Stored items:
————
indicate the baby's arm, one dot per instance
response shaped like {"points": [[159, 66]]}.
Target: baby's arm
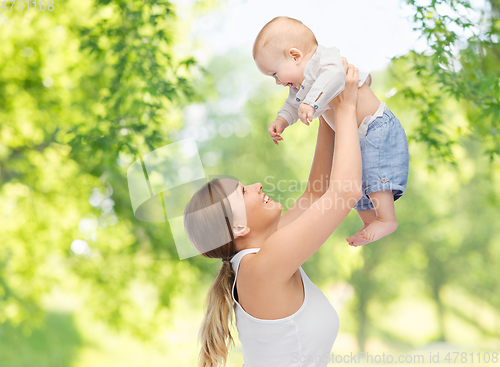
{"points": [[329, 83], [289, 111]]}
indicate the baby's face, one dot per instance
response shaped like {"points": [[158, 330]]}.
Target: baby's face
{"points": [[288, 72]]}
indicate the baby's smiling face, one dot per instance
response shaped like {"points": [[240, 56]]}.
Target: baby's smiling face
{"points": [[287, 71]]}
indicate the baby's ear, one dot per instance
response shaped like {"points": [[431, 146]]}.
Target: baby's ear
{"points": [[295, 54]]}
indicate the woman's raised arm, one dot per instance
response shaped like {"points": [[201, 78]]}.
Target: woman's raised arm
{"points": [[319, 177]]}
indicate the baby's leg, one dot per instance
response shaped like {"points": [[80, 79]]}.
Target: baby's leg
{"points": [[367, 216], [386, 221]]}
————
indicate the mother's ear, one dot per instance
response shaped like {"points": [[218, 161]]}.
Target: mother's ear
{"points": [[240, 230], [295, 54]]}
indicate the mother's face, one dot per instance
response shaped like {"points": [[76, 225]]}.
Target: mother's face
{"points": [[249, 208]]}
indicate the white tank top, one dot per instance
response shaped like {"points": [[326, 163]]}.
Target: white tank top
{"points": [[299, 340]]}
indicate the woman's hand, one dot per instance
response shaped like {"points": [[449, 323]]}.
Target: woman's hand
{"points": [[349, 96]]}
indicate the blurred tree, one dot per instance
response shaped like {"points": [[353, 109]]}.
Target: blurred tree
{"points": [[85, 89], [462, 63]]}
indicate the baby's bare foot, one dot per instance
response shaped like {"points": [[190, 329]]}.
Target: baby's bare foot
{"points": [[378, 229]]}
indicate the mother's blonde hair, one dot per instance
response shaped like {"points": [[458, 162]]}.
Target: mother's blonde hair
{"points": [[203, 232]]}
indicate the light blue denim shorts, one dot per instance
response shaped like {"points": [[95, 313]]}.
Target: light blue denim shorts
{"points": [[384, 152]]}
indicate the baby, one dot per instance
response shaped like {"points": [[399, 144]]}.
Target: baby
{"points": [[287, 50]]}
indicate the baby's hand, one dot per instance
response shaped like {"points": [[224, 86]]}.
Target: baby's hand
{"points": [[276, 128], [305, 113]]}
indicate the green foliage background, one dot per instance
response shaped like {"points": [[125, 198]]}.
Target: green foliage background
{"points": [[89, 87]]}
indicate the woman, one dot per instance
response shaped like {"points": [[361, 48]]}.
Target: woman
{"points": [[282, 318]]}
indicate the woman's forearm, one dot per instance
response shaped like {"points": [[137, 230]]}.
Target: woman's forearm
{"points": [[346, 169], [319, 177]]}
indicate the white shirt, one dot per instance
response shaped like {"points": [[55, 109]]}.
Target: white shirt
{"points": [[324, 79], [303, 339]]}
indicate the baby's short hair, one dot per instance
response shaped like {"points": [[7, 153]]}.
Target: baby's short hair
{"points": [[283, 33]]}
————
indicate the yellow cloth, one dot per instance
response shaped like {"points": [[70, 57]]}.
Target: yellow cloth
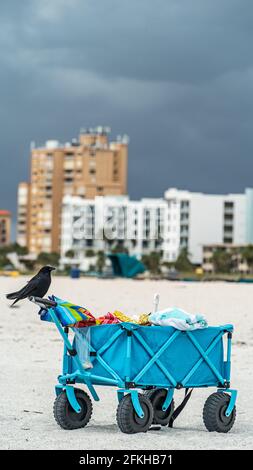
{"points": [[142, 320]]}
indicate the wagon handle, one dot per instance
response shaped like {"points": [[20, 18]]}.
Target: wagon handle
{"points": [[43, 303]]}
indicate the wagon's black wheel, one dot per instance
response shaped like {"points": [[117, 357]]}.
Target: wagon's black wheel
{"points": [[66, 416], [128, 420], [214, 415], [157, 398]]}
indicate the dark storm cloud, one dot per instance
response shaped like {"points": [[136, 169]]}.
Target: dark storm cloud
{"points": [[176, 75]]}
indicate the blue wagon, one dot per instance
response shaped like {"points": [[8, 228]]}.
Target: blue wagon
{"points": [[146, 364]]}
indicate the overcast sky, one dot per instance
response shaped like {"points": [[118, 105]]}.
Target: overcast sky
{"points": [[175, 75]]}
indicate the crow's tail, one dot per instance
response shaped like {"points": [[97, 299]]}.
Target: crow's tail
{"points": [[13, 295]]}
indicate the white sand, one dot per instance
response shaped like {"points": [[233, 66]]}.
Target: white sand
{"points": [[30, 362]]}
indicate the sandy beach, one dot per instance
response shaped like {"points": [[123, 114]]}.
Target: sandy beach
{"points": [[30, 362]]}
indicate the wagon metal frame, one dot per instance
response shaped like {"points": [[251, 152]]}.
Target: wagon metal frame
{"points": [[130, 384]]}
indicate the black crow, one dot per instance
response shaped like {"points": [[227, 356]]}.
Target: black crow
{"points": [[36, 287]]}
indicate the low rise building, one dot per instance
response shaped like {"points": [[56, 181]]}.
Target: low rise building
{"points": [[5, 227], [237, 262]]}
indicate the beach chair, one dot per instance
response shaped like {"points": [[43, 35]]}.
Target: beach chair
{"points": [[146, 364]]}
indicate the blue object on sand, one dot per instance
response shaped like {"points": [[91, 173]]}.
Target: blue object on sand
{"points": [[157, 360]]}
————
- [Stated goal]:
Return every line of the items above that contains the string "foot", treating case as significant.

- [Answer to this exercise]:
indicate the baby's bare foot, one dot per instance
Target: baby's bare foot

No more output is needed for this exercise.